ACTIVITY.
In the data below, which lines contain "mercedes"? List them by copying each one.

^^^^^^^^

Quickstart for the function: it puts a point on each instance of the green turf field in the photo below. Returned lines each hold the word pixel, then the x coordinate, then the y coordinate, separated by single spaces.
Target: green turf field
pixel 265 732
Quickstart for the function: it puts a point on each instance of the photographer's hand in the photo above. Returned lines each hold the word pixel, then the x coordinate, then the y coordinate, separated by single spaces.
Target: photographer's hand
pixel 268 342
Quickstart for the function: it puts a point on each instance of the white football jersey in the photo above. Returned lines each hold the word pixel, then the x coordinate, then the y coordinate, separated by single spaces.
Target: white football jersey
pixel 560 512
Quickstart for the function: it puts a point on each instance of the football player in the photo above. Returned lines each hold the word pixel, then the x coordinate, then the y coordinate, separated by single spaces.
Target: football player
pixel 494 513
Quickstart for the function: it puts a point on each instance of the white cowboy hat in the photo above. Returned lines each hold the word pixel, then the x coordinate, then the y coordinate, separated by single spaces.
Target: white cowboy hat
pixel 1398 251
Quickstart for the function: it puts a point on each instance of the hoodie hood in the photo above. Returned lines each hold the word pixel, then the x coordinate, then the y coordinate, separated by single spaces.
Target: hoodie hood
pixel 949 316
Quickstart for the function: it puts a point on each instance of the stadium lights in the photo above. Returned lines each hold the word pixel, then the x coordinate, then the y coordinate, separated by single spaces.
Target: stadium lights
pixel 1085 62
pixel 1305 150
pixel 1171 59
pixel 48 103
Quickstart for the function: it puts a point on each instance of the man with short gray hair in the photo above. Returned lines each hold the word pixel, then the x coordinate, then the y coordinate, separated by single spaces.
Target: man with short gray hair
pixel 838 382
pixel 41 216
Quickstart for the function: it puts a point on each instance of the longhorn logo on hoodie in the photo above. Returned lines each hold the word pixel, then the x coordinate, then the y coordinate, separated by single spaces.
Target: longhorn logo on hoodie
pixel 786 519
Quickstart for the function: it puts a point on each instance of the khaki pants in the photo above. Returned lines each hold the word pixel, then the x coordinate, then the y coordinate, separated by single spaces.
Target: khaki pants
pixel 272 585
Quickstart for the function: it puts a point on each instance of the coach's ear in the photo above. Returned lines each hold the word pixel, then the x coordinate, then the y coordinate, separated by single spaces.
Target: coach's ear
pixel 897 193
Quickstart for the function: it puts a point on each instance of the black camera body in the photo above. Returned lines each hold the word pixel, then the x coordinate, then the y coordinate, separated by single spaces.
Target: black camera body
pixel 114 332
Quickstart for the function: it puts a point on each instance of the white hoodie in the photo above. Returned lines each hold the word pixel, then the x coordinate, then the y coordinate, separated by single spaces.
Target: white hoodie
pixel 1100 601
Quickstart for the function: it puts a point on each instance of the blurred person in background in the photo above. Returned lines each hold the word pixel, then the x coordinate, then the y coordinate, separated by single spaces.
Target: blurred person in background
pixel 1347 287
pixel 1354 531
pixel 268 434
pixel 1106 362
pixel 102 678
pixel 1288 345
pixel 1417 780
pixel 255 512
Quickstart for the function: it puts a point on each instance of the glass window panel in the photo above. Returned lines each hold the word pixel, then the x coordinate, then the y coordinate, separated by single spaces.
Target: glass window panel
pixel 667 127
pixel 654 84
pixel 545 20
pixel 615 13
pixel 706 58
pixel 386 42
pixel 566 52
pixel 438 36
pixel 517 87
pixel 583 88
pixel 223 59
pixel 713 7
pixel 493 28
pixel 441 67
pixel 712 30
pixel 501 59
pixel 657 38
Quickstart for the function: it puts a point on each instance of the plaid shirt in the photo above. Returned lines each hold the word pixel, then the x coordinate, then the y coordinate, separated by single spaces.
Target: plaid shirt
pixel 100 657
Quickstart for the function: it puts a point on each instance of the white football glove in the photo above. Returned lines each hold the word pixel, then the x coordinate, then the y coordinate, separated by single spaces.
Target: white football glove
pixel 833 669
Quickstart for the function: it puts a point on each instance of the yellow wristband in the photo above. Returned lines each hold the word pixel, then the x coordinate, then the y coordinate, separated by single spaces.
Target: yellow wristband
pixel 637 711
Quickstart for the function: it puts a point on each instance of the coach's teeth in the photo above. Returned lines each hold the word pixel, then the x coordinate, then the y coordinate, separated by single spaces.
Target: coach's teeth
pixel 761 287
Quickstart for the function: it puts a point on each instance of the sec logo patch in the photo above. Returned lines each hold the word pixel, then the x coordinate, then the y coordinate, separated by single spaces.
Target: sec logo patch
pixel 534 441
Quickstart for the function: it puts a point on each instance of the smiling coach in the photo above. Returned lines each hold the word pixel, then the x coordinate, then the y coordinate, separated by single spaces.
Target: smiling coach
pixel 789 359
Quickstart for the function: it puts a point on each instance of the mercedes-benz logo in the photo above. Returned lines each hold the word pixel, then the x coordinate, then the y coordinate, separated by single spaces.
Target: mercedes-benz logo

^^^^^^^^

SOLUTION TO THIS PROBLEM.
Quickstart for the function: it puts a point on each instance of the mercedes-benz logo in the photo above. Returned lines each hold the word pixel, then the x coordinate, then the y coordinate, separated by single spaces.
Target: mercedes-benz logo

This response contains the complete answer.